*Your assignment*:
Without including any pictures, please copy every entry below exactly.

[Stored records]
********

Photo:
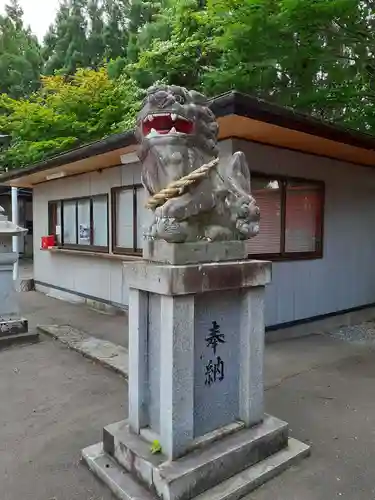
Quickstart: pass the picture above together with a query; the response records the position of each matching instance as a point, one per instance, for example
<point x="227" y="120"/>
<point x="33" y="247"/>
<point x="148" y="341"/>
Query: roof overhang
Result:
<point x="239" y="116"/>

********

*Written solution*:
Photo:
Quickstart: pass the picture above together with a query; the response records the position of each matching instance as a point, one per instance, for example
<point x="227" y="120"/>
<point x="33" y="247"/>
<point x="148" y="341"/>
Query: roof overhang
Result:
<point x="239" y="116"/>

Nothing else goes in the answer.